Description of the task: Retype each line of the listing. Do not alter anything.

The records:

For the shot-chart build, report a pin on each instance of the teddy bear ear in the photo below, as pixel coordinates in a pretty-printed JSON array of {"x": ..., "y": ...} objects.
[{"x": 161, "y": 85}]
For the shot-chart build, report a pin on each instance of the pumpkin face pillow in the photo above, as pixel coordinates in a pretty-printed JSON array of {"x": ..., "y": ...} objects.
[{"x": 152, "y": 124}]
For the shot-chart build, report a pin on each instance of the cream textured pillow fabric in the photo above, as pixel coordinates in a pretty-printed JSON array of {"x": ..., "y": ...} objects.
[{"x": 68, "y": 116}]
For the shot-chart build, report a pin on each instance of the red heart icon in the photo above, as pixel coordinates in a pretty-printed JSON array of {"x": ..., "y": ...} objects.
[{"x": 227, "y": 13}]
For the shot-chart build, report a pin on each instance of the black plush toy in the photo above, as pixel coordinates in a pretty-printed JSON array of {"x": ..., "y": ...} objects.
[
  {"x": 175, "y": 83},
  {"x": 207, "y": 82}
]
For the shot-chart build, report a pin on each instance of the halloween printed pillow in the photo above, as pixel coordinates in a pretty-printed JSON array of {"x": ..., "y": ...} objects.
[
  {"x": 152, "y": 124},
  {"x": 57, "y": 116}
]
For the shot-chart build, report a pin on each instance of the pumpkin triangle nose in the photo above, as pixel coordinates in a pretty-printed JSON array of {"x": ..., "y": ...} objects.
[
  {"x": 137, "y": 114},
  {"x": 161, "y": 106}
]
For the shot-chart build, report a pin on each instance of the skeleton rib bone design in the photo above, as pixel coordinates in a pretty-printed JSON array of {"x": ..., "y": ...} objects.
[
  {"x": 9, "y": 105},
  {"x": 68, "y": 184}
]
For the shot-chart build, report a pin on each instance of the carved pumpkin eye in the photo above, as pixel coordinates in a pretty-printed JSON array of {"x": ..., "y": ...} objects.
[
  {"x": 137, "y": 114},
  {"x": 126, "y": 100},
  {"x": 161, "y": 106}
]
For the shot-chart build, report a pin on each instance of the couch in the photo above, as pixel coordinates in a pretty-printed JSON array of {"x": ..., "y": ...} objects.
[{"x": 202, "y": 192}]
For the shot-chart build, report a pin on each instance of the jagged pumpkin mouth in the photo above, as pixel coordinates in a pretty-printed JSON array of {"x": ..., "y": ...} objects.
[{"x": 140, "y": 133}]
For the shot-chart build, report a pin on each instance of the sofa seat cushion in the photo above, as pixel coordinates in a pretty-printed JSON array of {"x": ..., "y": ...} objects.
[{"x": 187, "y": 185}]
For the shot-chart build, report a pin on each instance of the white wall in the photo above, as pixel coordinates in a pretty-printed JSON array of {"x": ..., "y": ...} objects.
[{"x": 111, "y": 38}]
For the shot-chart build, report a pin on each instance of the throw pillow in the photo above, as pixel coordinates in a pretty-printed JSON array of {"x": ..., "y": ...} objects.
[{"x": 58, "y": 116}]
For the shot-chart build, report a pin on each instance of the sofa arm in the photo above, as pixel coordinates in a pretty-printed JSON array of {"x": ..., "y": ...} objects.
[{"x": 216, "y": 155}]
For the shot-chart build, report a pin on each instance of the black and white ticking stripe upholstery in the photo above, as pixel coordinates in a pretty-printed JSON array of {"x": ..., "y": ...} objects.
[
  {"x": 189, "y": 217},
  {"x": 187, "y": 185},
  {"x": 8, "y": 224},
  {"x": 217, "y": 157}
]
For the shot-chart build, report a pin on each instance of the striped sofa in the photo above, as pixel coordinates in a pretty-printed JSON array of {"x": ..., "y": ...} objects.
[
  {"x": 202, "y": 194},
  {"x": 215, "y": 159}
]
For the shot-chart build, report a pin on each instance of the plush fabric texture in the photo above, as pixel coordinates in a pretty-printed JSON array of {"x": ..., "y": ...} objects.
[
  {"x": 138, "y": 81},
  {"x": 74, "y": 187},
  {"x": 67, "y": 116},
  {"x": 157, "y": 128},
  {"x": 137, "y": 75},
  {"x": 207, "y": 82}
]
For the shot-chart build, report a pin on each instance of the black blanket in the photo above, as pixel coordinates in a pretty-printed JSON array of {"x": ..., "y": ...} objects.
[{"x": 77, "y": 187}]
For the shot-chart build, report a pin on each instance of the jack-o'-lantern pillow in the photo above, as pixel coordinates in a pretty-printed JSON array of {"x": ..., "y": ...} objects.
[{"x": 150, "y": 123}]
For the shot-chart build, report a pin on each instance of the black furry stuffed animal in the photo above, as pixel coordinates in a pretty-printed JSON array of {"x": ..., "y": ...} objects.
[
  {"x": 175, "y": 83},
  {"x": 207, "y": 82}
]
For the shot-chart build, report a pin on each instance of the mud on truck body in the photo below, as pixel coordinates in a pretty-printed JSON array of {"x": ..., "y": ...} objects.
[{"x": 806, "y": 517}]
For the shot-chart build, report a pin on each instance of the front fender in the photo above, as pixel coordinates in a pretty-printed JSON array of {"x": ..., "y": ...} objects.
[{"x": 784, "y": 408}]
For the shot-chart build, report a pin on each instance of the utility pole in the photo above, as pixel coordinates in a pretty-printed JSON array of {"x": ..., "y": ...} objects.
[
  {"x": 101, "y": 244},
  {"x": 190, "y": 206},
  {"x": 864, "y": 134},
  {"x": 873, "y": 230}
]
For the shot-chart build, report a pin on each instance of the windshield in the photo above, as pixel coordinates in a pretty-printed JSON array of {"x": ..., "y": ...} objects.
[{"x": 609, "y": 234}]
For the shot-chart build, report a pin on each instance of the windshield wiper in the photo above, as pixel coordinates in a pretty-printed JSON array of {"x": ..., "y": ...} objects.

Answer space:
For the shot-chart build, report a pin on each instance of the teddy bear ear in the photo below, as pixel coordinates in a pretty-printed JSON array of {"x": ..., "y": ...} objects.
[{"x": 161, "y": 85}]
For the shot-chart build, report a pin on each instance of the pumpkin face pillow in the photo above, as pixel coordinates in a pretty-printed JSON array of {"x": ..., "y": ...} objects.
[{"x": 152, "y": 124}]
For the shot-chart build, report a pin on each instance of the cream textured pillow fabric in the photo above, as pixel coordinates in a pretty-printed JSON array of {"x": ..., "y": ...} objects.
[{"x": 68, "y": 116}]
For the shot-chart build, report a pin on each instance of the red heart icon in the photo above, as pixel coordinates in a pretty-printed JSON array of {"x": ..., "y": ...} objects.
[{"x": 227, "y": 13}]
For the shot-chart build, report a pin on each instance of the black plush toy in the photo above, as pixel coordinates in a pretty-printed JSON array of {"x": ..., "y": ...} objects.
[
  {"x": 175, "y": 83},
  {"x": 207, "y": 82}
]
For the shot-chart build, report a pin on each instance of the halloween printed pillow in the photo above, as pixel coordinates in a pretty-printed JSON array of {"x": ..., "y": ...} objects.
[
  {"x": 152, "y": 124},
  {"x": 57, "y": 116}
]
For the shot-chart build, report a pin on each instance of the pumpkin triangle nose in the photo above, as pixel coordinates in a pretty-printed JSON array of {"x": ..., "y": ...} objects.
[
  {"x": 137, "y": 114},
  {"x": 161, "y": 106}
]
For the shot-chart build, report a pin on each instance of the skeleton rib bone design in the photo above, as pixel coordinates in a pretty-printed JSON array of {"x": ..., "y": ...} objects.
[
  {"x": 9, "y": 105},
  {"x": 68, "y": 184}
]
For the shot-chart build, report a pin on each instance of the carved pumpkin eye in the photo above, as pixel coordinates in a pretty-printed JSON array of {"x": ..., "y": ...} objects.
[
  {"x": 137, "y": 114},
  {"x": 126, "y": 100},
  {"x": 161, "y": 106}
]
For the shot-chart build, report a pin on each instance of the couch in the photo above, as pixel coordinates in a pretty-printed JSON array of {"x": ..., "y": ...} objects.
[{"x": 202, "y": 192}]
For the shot-chart build, report a pin on each instance of the jagged pumpkin mouth in the photo above, as pixel coordinates in a pretty-printed JSON array of {"x": ..., "y": ...} objects.
[{"x": 140, "y": 133}]
For the shot-chart build, report a pin on each instance of the sofa seat cushion in the photo above, as pixel coordinates in a pretty-printed JSON array of {"x": ..., "y": ...} objects.
[{"x": 187, "y": 185}]
For the shot-chart build, report a pin on each instance of the white wall in the photo above, as pixel coordinates in a pretty-printed JSON array of {"x": ..., "y": ...} objects.
[{"x": 111, "y": 38}]
For the shot-chart build, report a pin on each instance of the throw pillow in the photo above, as pixel coordinates in a pretty-printed JSON array of {"x": ..., "y": ...} objects.
[{"x": 58, "y": 116}]
For the shot-chart build, report a pin on each instance of the sofa arm in the photo above, as pixel coordinates in a pretty-printed JSON array of {"x": ..., "y": ...} objects.
[{"x": 216, "y": 155}]
For the shot-chart build, report a pin on each instance of the black and white ticking stripe upholstery in the photo above, as pixel coordinates in a pretty-printed JSON array of {"x": ..., "y": ...} objects.
[
  {"x": 189, "y": 217},
  {"x": 187, "y": 185},
  {"x": 8, "y": 224},
  {"x": 217, "y": 157}
]
For the shot-chart build, report a pin on each instance of the striped sofa in the photo above, as pixel coordinates in a pretty-printed JSON array of {"x": ..., "y": ...} objects.
[
  {"x": 202, "y": 194},
  {"x": 215, "y": 159}
]
For the shot-chart build, report a pin on each instance of the plush fabric texture in the photo above, as pixel coordinates in a pretty-printed JSON array of {"x": ..., "y": ...} objects.
[
  {"x": 138, "y": 81},
  {"x": 74, "y": 187},
  {"x": 67, "y": 116},
  {"x": 157, "y": 128},
  {"x": 137, "y": 75},
  {"x": 207, "y": 82}
]
For the shot-chart build, report a pin on each instance of the black blanket in the photo above, as pixel coordinates in a pretty-printed JSON array of {"x": ..., "y": ...} objects.
[{"x": 77, "y": 187}]
For the shot-chart build, report a pin on each instance of the jack-o'-lantern pillow in the photo above, as pixel coordinates in a pretty-printed JSON array of {"x": ..., "y": ...} objects.
[{"x": 150, "y": 123}]
For the shot-chart build, report a pin on each instance of the black furry stuffed animal in the photo above, as pixel coordinates in a pretty-printed JSON array of {"x": ..., "y": ...} objects.
[
  {"x": 175, "y": 83},
  {"x": 207, "y": 82}
]
For the shot-chart build, report a pin on each instance of the mud on truck body in the photo below, as pixel coordinates in a pretty-printed JSON array of {"x": ..., "y": ...} objects.
[{"x": 806, "y": 517}]
For the shot-chart build, report a pin on each instance of the front fender in the photo above, as pixel coordinates in a pretty-printed JSON array of {"x": ..., "y": ...} objects.
[{"x": 784, "y": 408}]
For the shot-chart build, report a pin on each instance of the utility pole in the photo above, as pixel coordinates in a pretty-printed JSON array of {"x": ..., "y": ...} objects.
[
  {"x": 101, "y": 244},
  {"x": 190, "y": 206},
  {"x": 864, "y": 134},
  {"x": 873, "y": 230}
]
For the shot-chart build, report a pin on each instance of the windshield in the photo above, as pixel coordinates in a pretty-printed JSON array of {"x": ..., "y": ...} objects.
[{"x": 609, "y": 234}]
For the shot-chart build, report a pin on each instance of the windshield wiper in the photo above, as pixel coordinates in a pretty-printed JSON array of {"x": ..., "y": ...} objects.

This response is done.